Aim of the exercise: Restate every line of the following data, requests included, and offset each x and y coordinate value in the answers by adding 89.

━━━━━━━━━━

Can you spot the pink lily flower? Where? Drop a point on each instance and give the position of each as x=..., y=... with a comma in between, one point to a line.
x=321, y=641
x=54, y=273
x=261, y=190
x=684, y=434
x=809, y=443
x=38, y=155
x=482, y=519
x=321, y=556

━━━━━━━━━━

Output for this exercise:
Can you spot the pink lily flower? Where? Drop a point on each instance and give the position of each as x=..., y=... with a comma in between, one point to a line.
x=410, y=730
x=143, y=362
x=350, y=279
x=773, y=523
x=898, y=532
x=127, y=244
x=571, y=608
x=410, y=645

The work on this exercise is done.